── Records for this exercise ──

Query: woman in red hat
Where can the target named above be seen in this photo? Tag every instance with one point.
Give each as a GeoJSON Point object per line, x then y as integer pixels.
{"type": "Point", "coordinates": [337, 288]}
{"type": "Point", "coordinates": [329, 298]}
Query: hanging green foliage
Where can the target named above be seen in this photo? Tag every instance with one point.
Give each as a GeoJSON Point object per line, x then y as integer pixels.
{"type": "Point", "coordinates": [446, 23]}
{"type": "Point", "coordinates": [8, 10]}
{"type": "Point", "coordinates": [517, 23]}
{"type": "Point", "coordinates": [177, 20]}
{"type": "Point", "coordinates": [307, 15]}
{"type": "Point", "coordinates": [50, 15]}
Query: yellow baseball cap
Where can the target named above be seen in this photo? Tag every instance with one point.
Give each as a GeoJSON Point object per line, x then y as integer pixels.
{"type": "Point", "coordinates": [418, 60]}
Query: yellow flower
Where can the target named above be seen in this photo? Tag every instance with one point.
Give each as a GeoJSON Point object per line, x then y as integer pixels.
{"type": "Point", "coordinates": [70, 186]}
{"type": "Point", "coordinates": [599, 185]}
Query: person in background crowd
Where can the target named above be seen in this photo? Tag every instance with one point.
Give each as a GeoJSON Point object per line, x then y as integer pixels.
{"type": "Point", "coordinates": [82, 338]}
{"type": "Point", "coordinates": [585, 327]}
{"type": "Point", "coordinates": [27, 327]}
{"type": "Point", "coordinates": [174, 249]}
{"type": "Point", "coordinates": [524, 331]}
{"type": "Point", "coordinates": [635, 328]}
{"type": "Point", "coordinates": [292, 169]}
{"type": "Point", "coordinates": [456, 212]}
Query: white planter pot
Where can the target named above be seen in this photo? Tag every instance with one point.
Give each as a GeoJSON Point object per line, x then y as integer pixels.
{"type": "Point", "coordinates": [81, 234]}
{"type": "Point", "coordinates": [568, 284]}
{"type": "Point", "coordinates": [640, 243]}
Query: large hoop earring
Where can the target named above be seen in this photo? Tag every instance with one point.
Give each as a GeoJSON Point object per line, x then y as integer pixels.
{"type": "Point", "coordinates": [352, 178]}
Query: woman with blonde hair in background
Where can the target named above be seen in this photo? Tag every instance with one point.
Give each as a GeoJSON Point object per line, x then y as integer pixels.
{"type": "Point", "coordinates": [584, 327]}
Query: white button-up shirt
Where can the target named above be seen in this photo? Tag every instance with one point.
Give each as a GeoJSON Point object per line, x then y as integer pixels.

───

*What to work on*
Would you copy, unchanged, the stretch of the records above that begins at the line containing "Query: person in background crowd" and ends at the line containing "Query: large hoop earring", and only that?

*Solution below*
Query: person in background crowd
Where can the target named above be seen in this photo? Tag every instance with one point.
Give each as a GeoJSON Point object per line, x then y as integer pixels.
{"type": "Point", "coordinates": [82, 338]}
{"type": "Point", "coordinates": [585, 327]}
{"type": "Point", "coordinates": [27, 327]}
{"type": "Point", "coordinates": [174, 249]}
{"type": "Point", "coordinates": [524, 331]}
{"type": "Point", "coordinates": [635, 328]}
{"type": "Point", "coordinates": [292, 169]}
{"type": "Point", "coordinates": [456, 212]}
Query: white planter pot
Where can the target named above be seen in this photo? Tag every instance with one point.
Give each as a GeoJSON Point object per line, x then y as integer pixels.
{"type": "Point", "coordinates": [81, 234]}
{"type": "Point", "coordinates": [568, 284]}
{"type": "Point", "coordinates": [640, 243]}
Query: large hoop earring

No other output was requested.